Bediüzzaman Tabiat Risalesi'ni neden yazdı?

Bediüzzaman Tabiat Risalesi'ni neden yazdı?

İlk okunulduğunda bir Müslümana garip gelebilir belki ama...

Melih Turan'ın haberi:
 
1920’lerde Yunan ordusuna galip olmamızdan sonra Ankara’da bulunan Bediüzzaman, yüksek fikirli insanların içinde dinsizlik fikri neşredilmek istendiğini bilmüşahede görüyor ve bu dinsizlik tehlikesine karşı titriyor. O zaman Kur’an’dan istifade ettiği Allah hakkında şüphe edilmemesini bildiren bir ayeti Arapça olarak açıklıyor ve bunu neşrediyor. 
 
Savaştan çıkmış olmanın ruh hali ve Arapça bilmemek gibi bazı nedenler yazdığı o kitabın tesirini göstermiyor. Bediüzzaman, Risale-i Nurların telifine başladığı bir dönemde, aradan beş-on yıl geçtikten sonra, yazdığı o kitabı Türkçe olarak tekrar kaleme alır. Yeni adıyla bu kitap 23. Lema olan Tabiat Risalesi'dir.
 
Tabiat Risalesi, İbrahim Suresindeki “Peygamberleri onlara dedi ki: Gökleri ve yeri yoktan var eden Allah hakkında şüphe olur mu?” ayetinden hareket ederek ‘Allah hakkında şüphe olmaz ve olmamalı’ der ve neredeyse yüz yıl önce içimize atılan dinsizlik, imansızlık tohumunun imkansızlığını ispat eder.

Verilen veriler >>
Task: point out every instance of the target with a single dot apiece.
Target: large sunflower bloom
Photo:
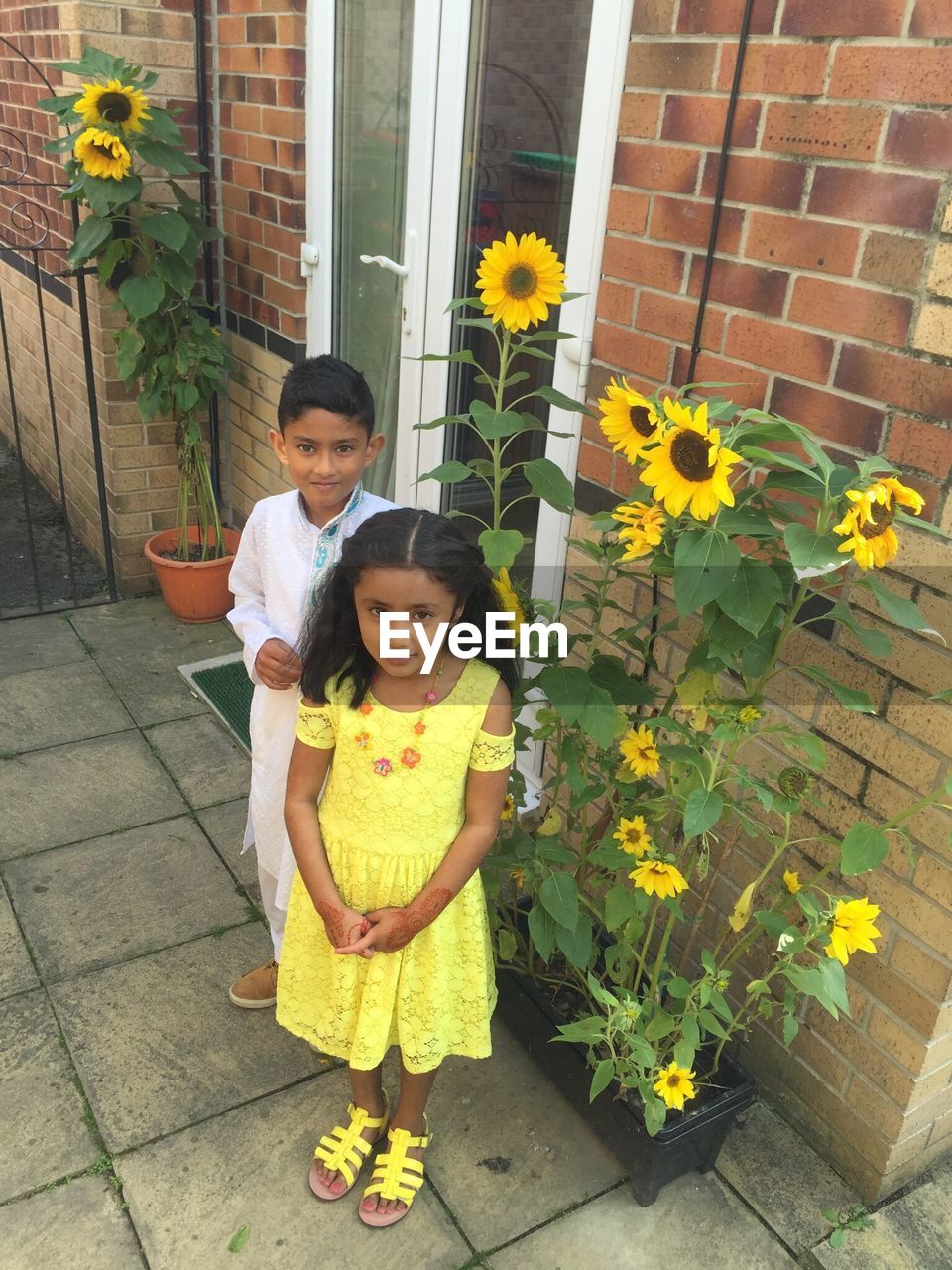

Amaç >> Tabiat Risalesi hakkındaki metinde "Savaştan çıkmış olmanın" ile başlayıp "olan Tabiat Risalesi'dir." sözlerine kadar süren bölümü hiç değiştirmeden kopyalayın.

Sonuç >>
Savaştan çıkmış olmanın ruh hali ve Arapça bilmemek gibi bazı nedenler yazdığı o kitabın tesirini göstermiyor. Bediüzzaman, Risale-i Nurların telifine başladığı bir dönemde, aradan beş-on yıl geçtikten sonra, yazdığı o kitabı Türkçe olarak tekrar kaleme alır. Yeni adıyla bu kitap 23. Lema olan Tabiat Risalesi'dir.